# What is being asked
Put the lines below into a JSON list of strings, one string per line, skipping any blank lines. Leave the pictures out of your answer.

[Location labeling lines]

▼▼▼

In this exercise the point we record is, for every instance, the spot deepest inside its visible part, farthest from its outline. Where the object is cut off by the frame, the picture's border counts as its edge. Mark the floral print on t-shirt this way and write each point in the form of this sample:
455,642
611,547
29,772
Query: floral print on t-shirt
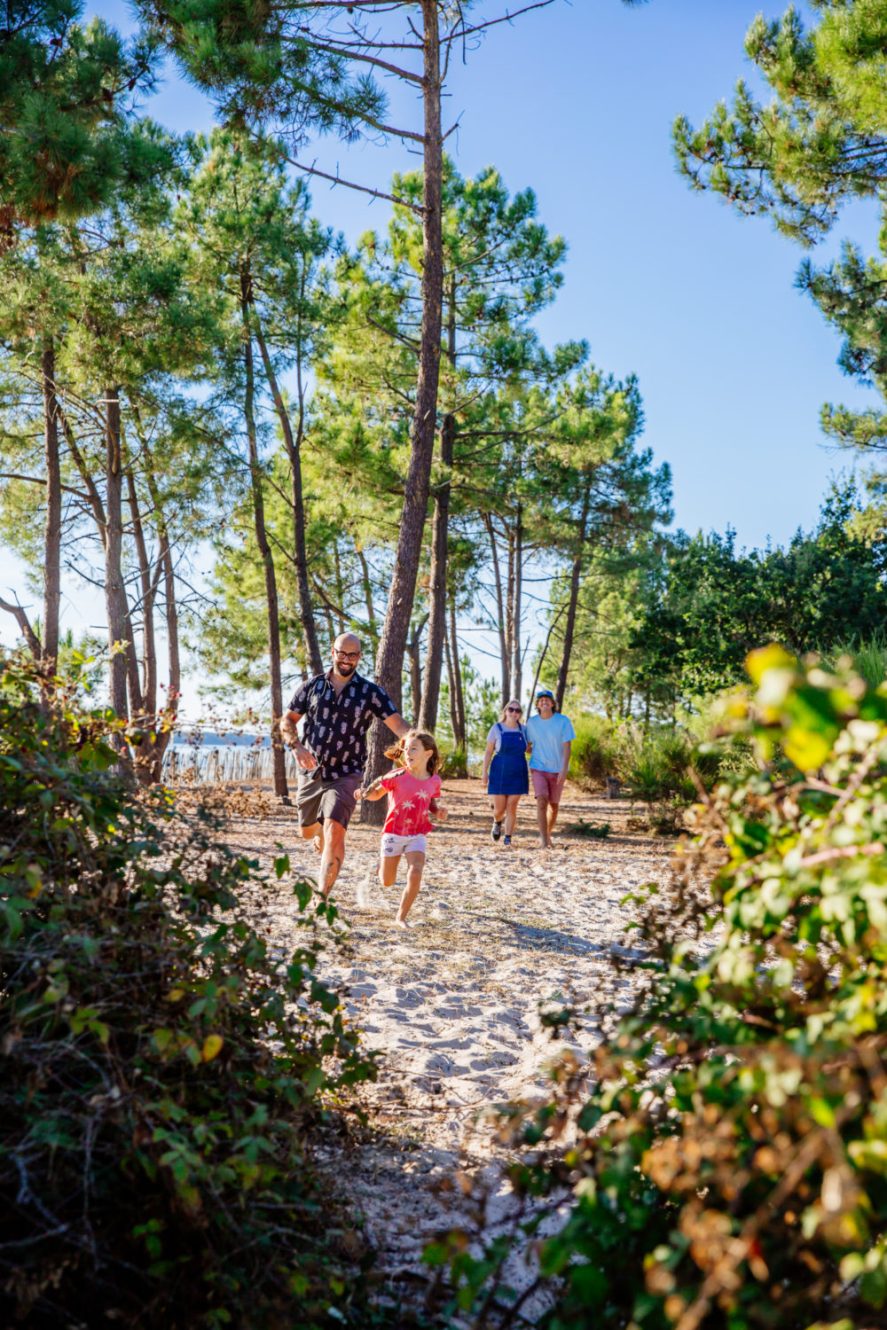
408,799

▲▲▲

# Expected output
[
  "In this exercise the point we record is, for every instance, the spot deepest inside its visible part, farthest from its outline. Where the object is cut off by the frame, the picture's border counts as its edge. Mark the floral print on t-shirt this way and write each point in the form of this sample:",
  "455,642",
  "611,547",
  "29,772",
  "Query: floral print on t-shirt",
  "408,799"
]